__SET PROBLEM A__
List every term that the DEFINITIONS section of the publishing agreement defines.

EXHIBIT 10.16
PUBLISHING AGREEMENT
In consideration of the mutual promises contained in this PUBLISHING AGREEMENT,
Shortland Publications Limited, of 000 Xxxxxxxx Xx, Xxxxxxxx 0, Xxxxxxx, a New
Zealand Corporation ("Licensor"), and Brilliant Interactive Ideas Pty Limited
ACN 061 228 668, of Xxxxx 0, 00 Xxx Xxxxx, Xxxxx, Xxx Xxxxx Xxxxx, Xxxxxxxxx,
0000, an Australian corporation ("Licensee"), agree as follows:
1. DEFINITIONS
For purposes of this Agreement:
(a) "Agreement" means this PUBLISHING AGREEMENT, together with Exhibits A and B
and any other addenda attached hereto and each supplemental Exhibit A signed by
both parties, as the same may be amended from time to time in accordance with
this Agreement.
(b) "Effective Date" shall mean the date upon which this Agreement has been
executed by both parties.
(c) "License Fees" shall mean the license fees payable by Licensee for the
rights granted herein as set forth in Exhibit A.
(d) "Licensed Materials" means the copyrighted materials identified in Exhibit
B, including all updates, revisions, new volumes and sequels thereto.

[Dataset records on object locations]
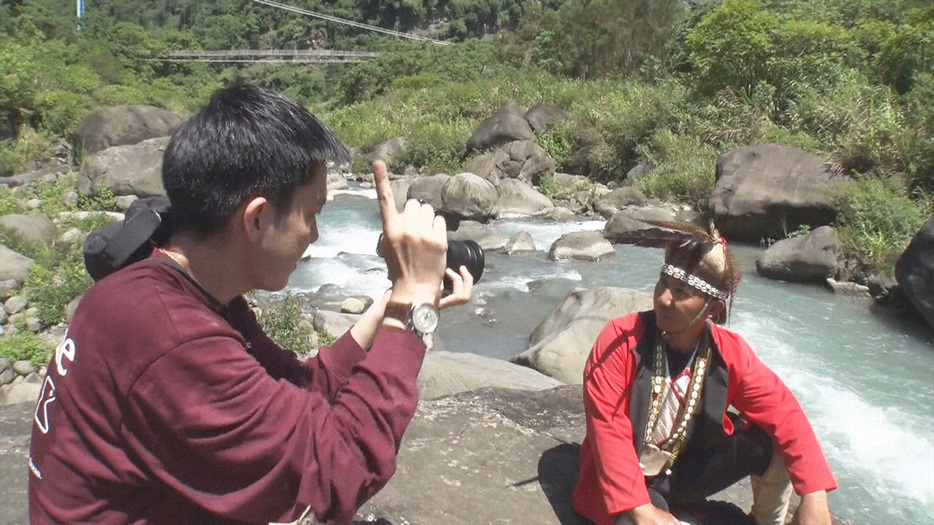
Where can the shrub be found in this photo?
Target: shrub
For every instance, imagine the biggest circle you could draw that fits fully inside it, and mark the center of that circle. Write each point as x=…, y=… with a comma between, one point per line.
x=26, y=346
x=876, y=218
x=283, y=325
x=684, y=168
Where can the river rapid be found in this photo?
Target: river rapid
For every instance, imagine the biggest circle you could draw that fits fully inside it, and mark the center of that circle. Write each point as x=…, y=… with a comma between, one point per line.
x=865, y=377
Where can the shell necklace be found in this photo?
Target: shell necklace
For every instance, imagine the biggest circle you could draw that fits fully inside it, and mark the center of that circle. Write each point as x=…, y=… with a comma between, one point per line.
==
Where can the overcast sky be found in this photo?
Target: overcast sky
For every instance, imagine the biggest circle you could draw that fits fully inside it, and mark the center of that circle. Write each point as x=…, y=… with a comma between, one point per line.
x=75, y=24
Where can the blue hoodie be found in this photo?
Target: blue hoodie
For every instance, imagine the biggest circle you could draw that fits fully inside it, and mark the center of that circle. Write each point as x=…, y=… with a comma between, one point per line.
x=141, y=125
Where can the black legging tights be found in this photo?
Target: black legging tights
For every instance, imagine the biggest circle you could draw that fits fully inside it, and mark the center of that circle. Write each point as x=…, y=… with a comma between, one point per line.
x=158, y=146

__SET PROBLEM B__
Rewrite the records from the line with "Where can the shrub be found in this photo?" to the line with "x=684, y=168", replacing "shrub" with "bush" and leaving everything else unchanged.

__EXERCISE OUTPUT A__
Agreement
Effective Date
License Fees
Licensed Materials

__EXERCISE OUTPUT B__
Where can the bush be found in this photo?
Target: bush
For every instance, imagine the biggest circle you could draw that fits fully inside it, and mark the center of that circle. Write each point as x=…, y=… with a comma between, one point per line.
x=26, y=346
x=876, y=218
x=283, y=325
x=684, y=168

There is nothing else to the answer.